Records taken from a dataset
■ ■ ■ ■
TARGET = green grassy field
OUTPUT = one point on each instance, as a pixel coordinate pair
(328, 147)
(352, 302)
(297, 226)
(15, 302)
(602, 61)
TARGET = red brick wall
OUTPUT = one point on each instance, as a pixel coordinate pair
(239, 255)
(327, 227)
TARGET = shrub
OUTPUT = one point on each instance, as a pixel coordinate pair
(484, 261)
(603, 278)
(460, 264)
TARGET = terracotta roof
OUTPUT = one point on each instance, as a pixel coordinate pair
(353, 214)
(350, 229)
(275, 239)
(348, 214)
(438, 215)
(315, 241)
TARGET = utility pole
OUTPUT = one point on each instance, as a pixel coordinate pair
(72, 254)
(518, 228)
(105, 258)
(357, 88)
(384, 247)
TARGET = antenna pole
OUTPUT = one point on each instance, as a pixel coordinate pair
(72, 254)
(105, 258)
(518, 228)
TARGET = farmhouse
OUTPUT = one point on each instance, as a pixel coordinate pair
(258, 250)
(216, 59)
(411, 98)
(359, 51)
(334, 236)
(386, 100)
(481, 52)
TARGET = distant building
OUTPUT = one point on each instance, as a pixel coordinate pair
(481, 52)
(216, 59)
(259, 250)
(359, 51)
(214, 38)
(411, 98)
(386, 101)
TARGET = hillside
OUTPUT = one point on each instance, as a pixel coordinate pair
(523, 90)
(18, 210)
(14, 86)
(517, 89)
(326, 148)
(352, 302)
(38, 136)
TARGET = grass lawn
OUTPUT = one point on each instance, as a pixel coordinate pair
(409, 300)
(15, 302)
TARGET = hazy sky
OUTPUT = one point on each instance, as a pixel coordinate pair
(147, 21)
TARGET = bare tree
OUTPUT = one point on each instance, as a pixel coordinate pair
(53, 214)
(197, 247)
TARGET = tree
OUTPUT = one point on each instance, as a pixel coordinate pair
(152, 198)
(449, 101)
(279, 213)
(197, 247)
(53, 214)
■ ■ ■ ■
_Stated exercise_: Reproduce, without alteration, only the lines of the records that begin with the line containing "TARGET = bare tree" and continue through the final line of the records.

_The answer_:
TARGET = bare tree
OUTPUT = one point on each instance, as a pixel coordinate pair
(53, 214)
(197, 247)
TARGET = tree
OUTPUT = one point on each instance, as a pixel coordinate pair
(152, 198)
(449, 101)
(279, 213)
(197, 247)
(53, 214)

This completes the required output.